• TASK BRIEF:
Arrange every line of the rows below as a Markdown table with two columns, No. and Text, numbering the lines in order and omitting any blank lines.

• Point annotation rows:
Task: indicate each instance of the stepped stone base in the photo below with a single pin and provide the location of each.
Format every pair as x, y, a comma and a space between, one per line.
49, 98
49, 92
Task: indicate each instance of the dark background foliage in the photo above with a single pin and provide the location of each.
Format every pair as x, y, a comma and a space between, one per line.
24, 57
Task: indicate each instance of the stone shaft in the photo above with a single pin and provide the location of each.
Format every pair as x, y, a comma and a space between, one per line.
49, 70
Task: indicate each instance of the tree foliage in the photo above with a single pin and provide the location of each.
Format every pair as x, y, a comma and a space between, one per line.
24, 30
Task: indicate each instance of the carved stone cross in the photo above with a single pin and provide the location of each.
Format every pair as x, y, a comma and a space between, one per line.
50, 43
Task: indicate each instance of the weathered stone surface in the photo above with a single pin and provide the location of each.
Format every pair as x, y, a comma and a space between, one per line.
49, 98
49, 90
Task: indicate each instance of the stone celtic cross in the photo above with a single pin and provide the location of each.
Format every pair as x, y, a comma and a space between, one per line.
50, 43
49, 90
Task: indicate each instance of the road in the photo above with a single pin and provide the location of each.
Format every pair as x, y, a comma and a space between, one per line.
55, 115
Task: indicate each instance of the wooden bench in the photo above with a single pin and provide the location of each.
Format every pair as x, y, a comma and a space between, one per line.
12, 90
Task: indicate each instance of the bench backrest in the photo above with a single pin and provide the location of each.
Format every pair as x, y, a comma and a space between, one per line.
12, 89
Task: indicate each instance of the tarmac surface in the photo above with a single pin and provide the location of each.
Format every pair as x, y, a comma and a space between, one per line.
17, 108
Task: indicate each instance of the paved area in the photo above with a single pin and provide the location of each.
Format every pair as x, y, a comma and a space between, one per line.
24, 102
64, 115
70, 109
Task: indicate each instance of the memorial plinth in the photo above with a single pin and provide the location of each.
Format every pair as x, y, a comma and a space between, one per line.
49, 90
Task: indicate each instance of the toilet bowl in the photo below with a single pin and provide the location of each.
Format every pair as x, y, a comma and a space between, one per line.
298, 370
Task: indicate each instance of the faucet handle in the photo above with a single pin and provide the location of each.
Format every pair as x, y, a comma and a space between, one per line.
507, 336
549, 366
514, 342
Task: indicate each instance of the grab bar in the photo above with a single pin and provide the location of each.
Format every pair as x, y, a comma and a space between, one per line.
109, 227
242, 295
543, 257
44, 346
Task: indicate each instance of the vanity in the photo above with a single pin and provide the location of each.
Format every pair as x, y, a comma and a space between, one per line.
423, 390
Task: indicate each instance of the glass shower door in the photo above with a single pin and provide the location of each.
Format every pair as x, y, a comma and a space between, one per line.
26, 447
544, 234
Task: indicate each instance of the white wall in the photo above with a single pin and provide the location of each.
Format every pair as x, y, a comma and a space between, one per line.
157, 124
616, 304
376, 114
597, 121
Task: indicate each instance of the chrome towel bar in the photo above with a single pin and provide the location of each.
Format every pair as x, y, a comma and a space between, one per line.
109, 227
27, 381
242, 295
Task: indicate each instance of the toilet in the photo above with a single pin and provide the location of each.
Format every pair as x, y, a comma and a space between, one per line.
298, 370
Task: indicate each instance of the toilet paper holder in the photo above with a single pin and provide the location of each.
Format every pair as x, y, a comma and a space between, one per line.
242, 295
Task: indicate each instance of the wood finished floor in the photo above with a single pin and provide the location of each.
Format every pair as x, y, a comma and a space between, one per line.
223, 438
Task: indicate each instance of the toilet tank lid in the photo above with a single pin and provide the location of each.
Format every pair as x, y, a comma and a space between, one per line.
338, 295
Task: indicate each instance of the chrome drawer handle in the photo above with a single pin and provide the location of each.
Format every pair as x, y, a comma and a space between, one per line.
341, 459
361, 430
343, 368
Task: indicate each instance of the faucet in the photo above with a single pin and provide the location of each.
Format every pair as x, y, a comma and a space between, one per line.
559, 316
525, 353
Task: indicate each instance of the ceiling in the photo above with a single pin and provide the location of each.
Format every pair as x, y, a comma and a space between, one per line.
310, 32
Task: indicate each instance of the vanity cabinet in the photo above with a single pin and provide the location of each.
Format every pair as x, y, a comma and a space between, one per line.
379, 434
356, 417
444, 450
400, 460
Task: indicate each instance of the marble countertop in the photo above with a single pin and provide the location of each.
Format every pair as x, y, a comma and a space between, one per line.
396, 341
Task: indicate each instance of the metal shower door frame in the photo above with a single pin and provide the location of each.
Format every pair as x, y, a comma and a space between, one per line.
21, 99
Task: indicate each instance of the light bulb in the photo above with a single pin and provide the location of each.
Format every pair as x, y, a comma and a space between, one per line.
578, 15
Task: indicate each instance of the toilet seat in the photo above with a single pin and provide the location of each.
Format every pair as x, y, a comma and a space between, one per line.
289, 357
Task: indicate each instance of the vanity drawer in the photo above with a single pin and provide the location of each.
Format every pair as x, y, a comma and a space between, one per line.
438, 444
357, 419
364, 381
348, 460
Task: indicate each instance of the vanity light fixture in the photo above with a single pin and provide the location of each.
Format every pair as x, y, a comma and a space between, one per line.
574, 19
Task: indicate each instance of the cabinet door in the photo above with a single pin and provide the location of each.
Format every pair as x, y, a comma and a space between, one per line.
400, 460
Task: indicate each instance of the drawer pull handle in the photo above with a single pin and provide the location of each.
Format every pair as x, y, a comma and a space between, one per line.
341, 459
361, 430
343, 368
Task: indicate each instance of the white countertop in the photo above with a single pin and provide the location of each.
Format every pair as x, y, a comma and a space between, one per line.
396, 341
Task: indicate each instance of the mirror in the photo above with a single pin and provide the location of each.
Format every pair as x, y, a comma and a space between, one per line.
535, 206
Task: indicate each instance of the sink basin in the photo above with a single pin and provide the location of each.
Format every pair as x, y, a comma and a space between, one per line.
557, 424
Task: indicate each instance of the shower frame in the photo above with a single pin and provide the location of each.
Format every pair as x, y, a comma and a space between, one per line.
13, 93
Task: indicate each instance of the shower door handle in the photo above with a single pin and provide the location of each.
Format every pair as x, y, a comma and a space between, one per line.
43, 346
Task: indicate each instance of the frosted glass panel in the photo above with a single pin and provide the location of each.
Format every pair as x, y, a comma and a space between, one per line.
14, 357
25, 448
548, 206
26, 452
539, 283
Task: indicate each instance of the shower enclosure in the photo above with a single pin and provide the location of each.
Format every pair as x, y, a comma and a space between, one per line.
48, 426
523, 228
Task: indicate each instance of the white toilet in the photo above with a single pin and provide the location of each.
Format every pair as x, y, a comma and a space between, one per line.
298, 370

• RESPONSE FOR THIS EXERCISE:
| No. | Text |
|---|---|
| 1 | Task: indicate each instance of the stepped stone base in the photo below with a single pin and provide the location of each. |
| 2 | Format every pair as x, y, a comma and a space between, one per line. |
| 3 | 49, 98 |
| 4 | 49, 92 |
| 5 | Task: indicate each instance of the dark background foliage in the photo above with a single pin and provide the location of each. |
| 6 | Format every pair as x, y, a comma and a space between, one per line. |
| 7 | 24, 57 |
| 8 | Task: indicate each instance of the stone shaft in the photo above with a single pin and provide the location of each. |
| 9 | Format every pair as x, y, a comma and a space between, one per line. |
| 10 | 49, 70 |
| 11 | Task: indicate each instance of the tree foliage in the photo above with a single pin and provide the location of each. |
| 12 | Format every pair as x, y, a comma and a space between, one per line. |
| 13 | 24, 30 |
| 14 | Task: indicate each instance of the carved stone cross in the photo above with a single pin and provide the location of each. |
| 15 | Format every pair as x, y, a comma and a space between, one per line. |
| 16 | 50, 43 |
| 17 | Task: indicate each instance of the weathered stone surface in the photo above with a single pin and provide the location of each. |
| 18 | Format every pair as x, y, a comma and a space between, one per line. |
| 19 | 49, 98 |
| 20 | 49, 90 |
| 21 | Task: indicate each instance of the stone celtic cross in the photo above with a single pin and provide the location of each. |
| 22 | Format every pair as x, y, a comma and a space between, one per line. |
| 23 | 50, 43 |
| 24 | 49, 90 |
| 25 | Task: indicate each instance of the road in the photo above with a single pin and provide the location of each. |
| 26 | Format every pair as x, y, a comma and a space between, one per line. |
| 27 | 55, 115 |
| 28 | Task: indicate each instance of the wooden bench in the photo above with a single pin and provide the location of each. |
| 29 | Format every pair as x, y, a comma and a space between, one per line. |
| 30 | 12, 90 |
| 31 | Task: indicate each instance of the bench backrest in the photo above with a single pin and provide the location of each. |
| 32 | Format every pair as x, y, a comma and a space between, one per line. |
| 33 | 12, 89 |
| 34 | Task: indicate each instance of the tarmac surface in the photo above with a single pin and provide the location of each. |
| 35 | Format every pair as x, y, a comma and a space between, one per line. |
| 36 | 17, 108 |
| 37 | Task: indicate each instance of the paved area in the photo above with a single pin and provide the location of each. |
| 38 | Format every pair as x, y, a comma and a space between, one per line. |
| 39 | 24, 102 |
| 40 | 64, 115 |
| 41 | 70, 109 |
| 42 | Task: indicate each instance of the memorial plinth in the photo above with a single pin and provide the location of each. |
| 43 | Format every pair as x, y, a comma and a space between, one per line. |
| 44 | 49, 90 |
| 45 | Task: indicate each instance of the toilet bowl in the photo below with a single pin and provide the location of each. |
| 46 | Format every pair as x, y, a comma and a space between, one per line. |
| 47 | 298, 370 |
| 48 | Task: indicate each instance of the faucet handle in the photo above with a single pin and provide the location of each. |
| 49 | Format every pair as x, y, a comma and a space between, one per line. |
| 50 | 507, 336 |
| 51 | 549, 366 |
| 52 | 514, 342 |
| 53 | Task: indicate each instance of the grab bar in the photo above with a single pin and provide the location of each. |
| 54 | Format every pair as x, y, a comma and a space between, one per line. |
| 55 | 109, 227 |
| 56 | 242, 295 |
| 57 | 543, 257 |
| 58 | 44, 346 |
| 59 | Task: indicate each instance of the vanity in the photo above with a single pin and provide the location of each. |
| 60 | Format every pair as x, y, a comma and a space between, one per line. |
| 61 | 423, 390 |
| 62 | Task: indicate each instance of the glass shower door in the photo above with a single pin and provide the location of each. |
| 63 | Format every pair as x, y, a comma and a space between, one per line. |
| 64 | 26, 447 |
| 65 | 544, 234 |
| 66 | Task: indicate each instance of the white wall in the photo above with a single pin and provide the location of each. |
| 67 | Format every pair as x, y, a comma and a space between, one per line. |
| 68 | 157, 124 |
| 69 | 616, 304 |
| 70 | 376, 114 |
| 71 | 597, 121 |
| 72 | Task: indicate each instance of the chrome towel bar in the photo above with a single pin and provide the location of each. |
| 73 | Format every pair as x, y, a comma and a space between, one per line. |
| 74 | 109, 227 |
| 75 | 27, 381 |
| 76 | 242, 295 |
| 77 | Task: indicate each instance of the toilet in the photo above with a single pin and provide the location of each. |
| 78 | Format every pair as x, y, a comma and a space between, one per line. |
| 79 | 298, 370 |
| 80 | Task: indicate each instance of the toilet paper holder in the photo above with a single pin and provide the location of each. |
| 81 | Format every pair as x, y, a comma and a space between, one per line. |
| 82 | 242, 295 |
| 83 | Task: indicate each instance of the wood finished floor in the photo above with a single pin and provide the location of each. |
| 84 | Format every pair as x, y, a comma and a space between, one per line. |
| 85 | 223, 438 |
| 86 | Task: indicate each instance of the toilet tank lid in the photo above with a single pin and provide the location of each. |
| 87 | Format every pair as x, y, a comma and a space between, one per line. |
| 88 | 338, 295 |
| 89 | Task: indicate each instance of the chrome drawer handle in the photo above with a single pin and provide the location of each. |
| 90 | Format every pair as x, y, a comma and a space between, one per line. |
| 91 | 341, 459 |
| 92 | 361, 430 |
| 93 | 343, 368 |
| 94 | Task: indicate each instance of the faucet in the photo above with a single pin and provide the location of each. |
| 95 | Format every pair as x, y, a comma and a space between, one per line. |
| 96 | 559, 316 |
| 97 | 525, 353 |
| 98 | Task: indicate each instance of the ceiling in the photo above with a single pin and provide the location of each. |
| 99 | Format every pair as x, y, a comma and a space between, one per line. |
| 100 | 310, 32 |
| 101 | Task: indicate each instance of the vanity cabinet in the photo above with a single pin and provide the location of each. |
| 102 | Format every pair as x, y, a comma and a space between, one per line. |
| 103 | 379, 434 |
| 104 | 356, 417 |
| 105 | 444, 450 |
| 106 | 400, 460 |
| 107 | Task: indicate each instance of the marble countertop in the photo above with a single pin and provide the location of each. |
| 108 | Format every pair as x, y, a comma and a space between, one per line. |
| 109 | 396, 341 |
| 110 | Task: indicate each instance of the metal shower door frame in the photo above with a single pin and provide the location of each. |
| 111 | Format every pair as x, y, a comma and a space between, one per line. |
| 112 | 21, 99 |
| 113 | Task: indicate each instance of the light bulb in the photo above with a single pin and provide the location of each. |
| 114 | Format every pair as x, y, a comma and a space between, one per line. |
| 115 | 578, 15 |
| 116 | Task: indicate each instance of the toilet seat in the photo above with a single pin and provide the location of each. |
| 117 | Format every pair as x, y, a comma and a space between, one per line. |
| 118 | 289, 357 |
| 119 | Task: indicate each instance of the vanity drawer in the photo above with a single pin and provide the location of each. |
| 120 | Format every pair as x, y, a comma and a space between, one per line. |
| 121 | 438, 444 |
| 122 | 357, 419 |
| 123 | 364, 381 |
| 124 | 348, 460 |
| 125 | Task: indicate each instance of the vanity light fixture in the photo above with a single pin and provide the location of each. |
| 126 | Format every pair as x, y, a comma and a space between, one per line. |
| 127 | 574, 19 |
| 128 | Task: indicate each instance of the cabinet door in the photo above with a single pin and provide the location of each. |
| 129 | Format every pair as x, y, a comma and a space between, one per line. |
| 130 | 400, 460 |
| 131 | Task: indicate each instance of the drawer pull handle in the photo above with a single pin and provide the location of each. |
| 132 | Format every pair as x, y, a comma and a space between, one per line. |
| 133 | 341, 459 |
| 134 | 361, 430 |
| 135 | 343, 368 |
| 136 | Task: indicate each instance of the white countertop in the photo above with a single pin and provide the location of each. |
| 137 | Format every pair as x, y, a comma and a space between, one per line. |
| 138 | 396, 341 |
| 139 | Task: indicate each instance of the mirror in the photo above with a single pin and provide the location of each. |
| 140 | Format every pair as x, y, a comma and a space between, one per line. |
| 141 | 535, 206 |
| 142 | Task: indicate each instance of the sink basin in the photo above with a single pin and provide the location of each. |
| 143 | Format every pair as x, y, a comma and a space between, one per line. |
| 144 | 557, 424 |
| 145 | Task: indicate each instance of the shower frame in the photo above with a single pin and provide the location of each. |
| 146 | Format every pair as x, y, a comma and a space between, one per line. |
| 147 | 13, 93 |
| 148 | Task: indicate each instance of the shower door handle in the photo above with a single pin and provide the location of each. |
| 149 | Format every pair as x, y, a comma and a space between, one per line. |
| 150 | 43, 346 |
| 151 | Task: indicate each instance of the frosted glass panel in the photo above with a single pin and provide the location of each. |
| 152 | Format every pair as x, y, a comma and a space between, one per line. |
| 153 | 14, 357 |
| 154 | 25, 448 |
| 155 | 548, 206 |
| 156 | 26, 452 |
| 157 | 539, 283 |
| 158 | Task: indicate each instance of the shower enclosure in the photo above with a single pin and provide the location of each. |
| 159 | Format every pair as x, y, a comma and a space between, one per line. |
| 160 | 48, 426 |
| 161 | 523, 228 |
| 162 | Task: indicate each instance of the white toilet in the photo above with a single pin and provide the location of each. |
| 163 | Format every pair as x, y, a comma and a space between, one per line. |
| 164 | 298, 370 |